Write each line out again exactly as written.

* **Excerpted records**
________________________________________

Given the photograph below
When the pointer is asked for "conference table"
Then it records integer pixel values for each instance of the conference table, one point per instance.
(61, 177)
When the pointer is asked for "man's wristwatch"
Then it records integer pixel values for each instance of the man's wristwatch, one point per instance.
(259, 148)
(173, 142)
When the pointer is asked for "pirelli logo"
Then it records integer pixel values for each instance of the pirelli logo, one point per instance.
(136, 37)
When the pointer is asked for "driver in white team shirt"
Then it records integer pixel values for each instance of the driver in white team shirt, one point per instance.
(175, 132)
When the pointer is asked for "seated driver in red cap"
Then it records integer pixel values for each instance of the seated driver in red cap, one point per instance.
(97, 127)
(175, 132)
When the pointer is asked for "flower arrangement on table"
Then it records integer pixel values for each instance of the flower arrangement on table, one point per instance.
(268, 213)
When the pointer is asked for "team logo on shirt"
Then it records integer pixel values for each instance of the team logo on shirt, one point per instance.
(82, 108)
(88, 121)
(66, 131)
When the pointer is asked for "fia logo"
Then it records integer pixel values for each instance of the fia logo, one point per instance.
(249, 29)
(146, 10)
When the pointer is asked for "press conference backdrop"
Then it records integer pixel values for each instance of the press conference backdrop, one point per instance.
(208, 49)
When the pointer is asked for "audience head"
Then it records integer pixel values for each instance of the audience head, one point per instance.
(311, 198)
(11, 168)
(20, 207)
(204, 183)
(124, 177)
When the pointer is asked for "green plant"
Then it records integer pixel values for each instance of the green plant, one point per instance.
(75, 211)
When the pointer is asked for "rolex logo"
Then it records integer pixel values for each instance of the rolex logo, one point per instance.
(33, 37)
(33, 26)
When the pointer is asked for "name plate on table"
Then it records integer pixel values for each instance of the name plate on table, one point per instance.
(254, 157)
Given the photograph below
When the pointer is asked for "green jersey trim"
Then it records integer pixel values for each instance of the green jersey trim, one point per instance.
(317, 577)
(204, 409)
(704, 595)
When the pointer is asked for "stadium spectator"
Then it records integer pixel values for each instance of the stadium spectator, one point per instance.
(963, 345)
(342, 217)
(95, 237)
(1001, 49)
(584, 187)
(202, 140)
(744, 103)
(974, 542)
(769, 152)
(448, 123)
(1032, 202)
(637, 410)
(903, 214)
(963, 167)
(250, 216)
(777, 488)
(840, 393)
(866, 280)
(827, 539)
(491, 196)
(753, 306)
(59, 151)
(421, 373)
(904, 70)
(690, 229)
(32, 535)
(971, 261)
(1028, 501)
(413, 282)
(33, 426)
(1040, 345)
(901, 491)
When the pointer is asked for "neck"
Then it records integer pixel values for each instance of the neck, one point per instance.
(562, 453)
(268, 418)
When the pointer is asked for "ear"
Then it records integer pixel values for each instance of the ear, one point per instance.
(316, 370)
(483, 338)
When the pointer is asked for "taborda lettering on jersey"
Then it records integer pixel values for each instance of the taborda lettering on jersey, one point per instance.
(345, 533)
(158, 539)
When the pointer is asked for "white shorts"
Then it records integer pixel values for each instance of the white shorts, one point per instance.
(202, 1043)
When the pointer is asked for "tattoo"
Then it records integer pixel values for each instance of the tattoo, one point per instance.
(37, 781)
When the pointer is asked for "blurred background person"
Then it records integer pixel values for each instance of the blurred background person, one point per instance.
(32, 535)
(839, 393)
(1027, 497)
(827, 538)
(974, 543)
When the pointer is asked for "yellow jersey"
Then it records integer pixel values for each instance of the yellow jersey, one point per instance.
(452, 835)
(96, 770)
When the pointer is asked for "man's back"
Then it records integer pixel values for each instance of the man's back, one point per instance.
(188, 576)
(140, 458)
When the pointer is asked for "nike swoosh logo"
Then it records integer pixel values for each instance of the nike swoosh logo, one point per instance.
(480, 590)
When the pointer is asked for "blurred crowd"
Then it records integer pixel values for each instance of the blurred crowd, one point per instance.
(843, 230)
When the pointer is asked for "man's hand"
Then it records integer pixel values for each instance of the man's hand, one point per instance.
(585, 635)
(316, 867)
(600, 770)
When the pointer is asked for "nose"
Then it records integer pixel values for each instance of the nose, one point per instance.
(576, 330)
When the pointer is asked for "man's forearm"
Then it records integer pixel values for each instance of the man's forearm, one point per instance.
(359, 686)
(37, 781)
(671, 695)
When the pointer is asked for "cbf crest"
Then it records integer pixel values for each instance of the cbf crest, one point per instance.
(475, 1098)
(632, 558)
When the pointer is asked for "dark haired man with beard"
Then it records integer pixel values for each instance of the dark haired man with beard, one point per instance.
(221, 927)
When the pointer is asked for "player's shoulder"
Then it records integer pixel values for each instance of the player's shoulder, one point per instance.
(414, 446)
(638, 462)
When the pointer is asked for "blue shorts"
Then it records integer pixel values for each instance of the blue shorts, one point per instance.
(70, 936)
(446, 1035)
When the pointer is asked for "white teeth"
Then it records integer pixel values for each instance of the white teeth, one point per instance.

________________________________________

* **Response**
Given the photograph below
When the pointer is asked for "conference table"
Then it records integer pixel values for each instance of the conference table, one point per instance.
(61, 177)
When the pointer is asked for "man's wristwatch"
Then it records integer pixel values for each instance of the man's wristwatch, one point per instance.
(259, 148)
(173, 142)
When the pointer is asked for "pirelli logo"
Then it records integer pixel values for each instance of the pirelli logo, one point per instance.
(136, 37)
When the pointer is asked for "driver in white team shirt"
Then it records integer pixel values for each instance of the driver in white team shirt, one point per instance.
(175, 132)
When the pointer is asked for "seated driver in red cap"
Then it records integer pixel values for each instance of the seated driver in red cap, one point per instance.
(97, 127)
(175, 132)
When the pointer is asked for "flower arrangement on table"
Then it records integer pixel values for each instance of the flower arrangement on table, one point per instance.
(268, 213)
When the pointer is asked for "team logo on shirt"
Then it records integer pixel values for each instance of the team logo on shirt, one point per instance.
(82, 108)
(88, 121)
(66, 131)
When the pointer is asked for "fia logo"
Then it records integer pixel values for each instance of the fia logo, one point per instance.
(249, 29)
(146, 10)
When the pointer is asked for "press conference backdrop"
Then it records integer pixel values for each instance of the press conference backdrop, one point per instance.
(208, 49)
When the pointer is asked for "audience head"
Then it records integer pixel values for each instance of the audience head, one point per instance.
(311, 198)
(11, 168)
(20, 207)
(204, 183)
(124, 177)
When the pointer is asked for "green plant"
Then it records integer pixel values for each instance of the green plant, one point per instance.
(75, 211)
When the pointer is asked for "rolex logo"
Then it records integer pixel values for each instance of the rolex logo, one point per instance.
(33, 37)
(33, 26)
When the pointer is asked for "name plate on table"
Then it records integer pixel values for each instance of the name plate on table, one point per instance.
(254, 157)
Given the photograph below
When the pointer is asked for "green jersey trim"
Then it records integer pixel values for each instance of the green jersey trim, one point per instance.
(317, 577)
(204, 409)
(704, 595)
When the pointer is asked for "stadium spectator"
Then it records integer pixel values for each instance of the stadium spectator, one point per instance.
(963, 345)
(342, 217)
(95, 237)
(1001, 49)
(584, 187)
(202, 140)
(744, 103)
(974, 542)
(769, 152)
(448, 123)
(1032, 202)
(637, 410)
(903, 214)
(963, 167)
(250, 216)
(777, 488)
(840, 393)
(866, 280)
(827, 539)
(491, 196)
(753, 306)
(59, 151)
(421, 373)
(904, 70)
(690, 229)
(32, 535)
(971, 261)
(1028, 501)
(413, 282)
(33, 426)
(1040, 345)
(901, 491)
When the pointer is asked for "neck"
Then it records integer pixel values for each instance of the neck, one point per instance.
(562, 453)
(268, 418)
When the pointer is asked for "ear"
Then it records integer pixel values for each instance of the ear, one point per instance.
(316, 370)
(483, 338)
When the pointer is asked for "taborda lettering on jersey"
Then it records integer pixel values for each instance of the taborda lettering on jersey, one point per instance.
(345, 533)
(158, 539)
When the pointer is asked for "white shorts"
Then it records integer pixel values for each instance of the white shorts, one point per instance.
(202, 1043)
When the pointer is asked for "tattoo"
Then it records integer pixel values for each instance of the tattoo, one point per instance.
(37, 781)
When the pointer is asked for "blurred background person"
Then it records integer pixel values for each instance of the blurred background person, one point per instance.
(32, 535)
(839, 393)
(1027, 497)
(827, 538)
(974, 543)
When the pointer is asked for "yellow jersey"
Then it records integer pixel values for each instance of the yellow jersey, one point per instance.
(452, 835)
(96, 770)
When the pointer is asked for "man's back"
Then it records integer pixel values for each instance of the man's back, one point per instance.
(188, 576)
(140, 458)
When the pointer is asked for "nike swoosh logo"
Then it records integer pixel values for each instance of the nike swoosh logo, one point per instance.
(480, 590)
When the pointer is asked for "blurred crowd"
Then it records integer pixel values for each instance of the blurred crowd, one point per instance.
(843, 230)
When the pointer is asked for "man's hand"
Then it records integer pixel values for each instance of the man's hand, one point per instance.
(585, 635)
(316, 867)
(600, 770)
When the pointer is asked for "nose"
Then it records integer pixel values for each instance of the nose, one point per instance.
(576, 330)
When the pointer is asked for "man's forearm"
Then it records integer pixel values for each instance of the man's forearm, one point per instance.
(359, 686)
(37, 781)
(671, 695)
When the pointer is asked for "cbf crest"
Then it records integer pixel values for each instance of the cbf crest, one point per instance.
(475, 1098)
(632, 558)
When the pointer is asked for "dark haired man with beard"
Then it records integer pixel values for each instance of the dark haired man with beard, one point per instance.
(221, 927)
When the pointer is asked for "player's shoulder"
Then it records integer pixel values for each instance of the player's shoulder, one point per instance.
(414, 446)
(638, 462)
When the pointer is asked for "blue shorts"
Then it records integer pixel values for each instance of the blue shorts, one point per instance.
(70, 936)
(446, 1035)
When the pointer is asked for "white teeth"
Then it records integer pixel values for each instance of the white teeth, one point per instance.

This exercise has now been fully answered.